▶ _INSTRUCTIONS FOR THE TASK_:
Among the entries, which lines carry the string "mane"? Copy each of them.

[DATASET RECORDS]

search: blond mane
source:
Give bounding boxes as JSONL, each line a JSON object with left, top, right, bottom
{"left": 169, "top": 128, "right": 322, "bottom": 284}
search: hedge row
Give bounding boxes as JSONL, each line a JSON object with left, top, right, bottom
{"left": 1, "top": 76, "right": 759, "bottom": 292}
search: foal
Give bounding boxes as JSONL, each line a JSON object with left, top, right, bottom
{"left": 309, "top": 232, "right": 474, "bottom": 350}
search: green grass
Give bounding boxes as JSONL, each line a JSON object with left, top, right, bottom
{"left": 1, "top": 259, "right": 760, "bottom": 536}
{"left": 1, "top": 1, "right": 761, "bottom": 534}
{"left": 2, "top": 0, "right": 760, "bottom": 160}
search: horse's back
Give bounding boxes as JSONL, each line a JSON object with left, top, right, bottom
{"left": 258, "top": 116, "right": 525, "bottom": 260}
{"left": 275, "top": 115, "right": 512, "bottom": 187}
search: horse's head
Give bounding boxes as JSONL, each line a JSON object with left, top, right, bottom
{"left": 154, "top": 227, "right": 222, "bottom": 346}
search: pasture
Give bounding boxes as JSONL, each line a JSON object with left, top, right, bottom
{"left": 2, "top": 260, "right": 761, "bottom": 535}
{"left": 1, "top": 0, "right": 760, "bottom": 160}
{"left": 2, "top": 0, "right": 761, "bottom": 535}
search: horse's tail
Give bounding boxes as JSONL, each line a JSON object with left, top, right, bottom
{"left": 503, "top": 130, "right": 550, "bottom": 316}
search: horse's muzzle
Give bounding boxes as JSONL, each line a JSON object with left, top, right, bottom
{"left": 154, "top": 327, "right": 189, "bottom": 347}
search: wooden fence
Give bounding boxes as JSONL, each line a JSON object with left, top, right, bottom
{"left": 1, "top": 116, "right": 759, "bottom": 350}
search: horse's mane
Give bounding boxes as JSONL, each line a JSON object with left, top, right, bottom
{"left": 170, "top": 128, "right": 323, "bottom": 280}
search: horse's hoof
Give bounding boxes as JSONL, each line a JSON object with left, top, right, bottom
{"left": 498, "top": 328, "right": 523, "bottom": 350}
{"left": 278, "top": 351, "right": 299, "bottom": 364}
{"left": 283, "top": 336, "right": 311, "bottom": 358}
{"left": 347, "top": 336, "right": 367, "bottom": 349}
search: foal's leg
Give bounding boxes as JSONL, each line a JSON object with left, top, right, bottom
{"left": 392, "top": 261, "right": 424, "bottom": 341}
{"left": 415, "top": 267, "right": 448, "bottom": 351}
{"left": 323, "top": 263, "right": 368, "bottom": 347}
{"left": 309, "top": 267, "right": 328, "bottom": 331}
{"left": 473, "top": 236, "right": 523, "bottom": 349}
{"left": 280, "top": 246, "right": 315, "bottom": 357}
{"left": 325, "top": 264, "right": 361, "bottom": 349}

[/DATASET RECORDS]

▶ _RESULT FOR THIS EXERCISE_:
search: blond mane
search: horse's mane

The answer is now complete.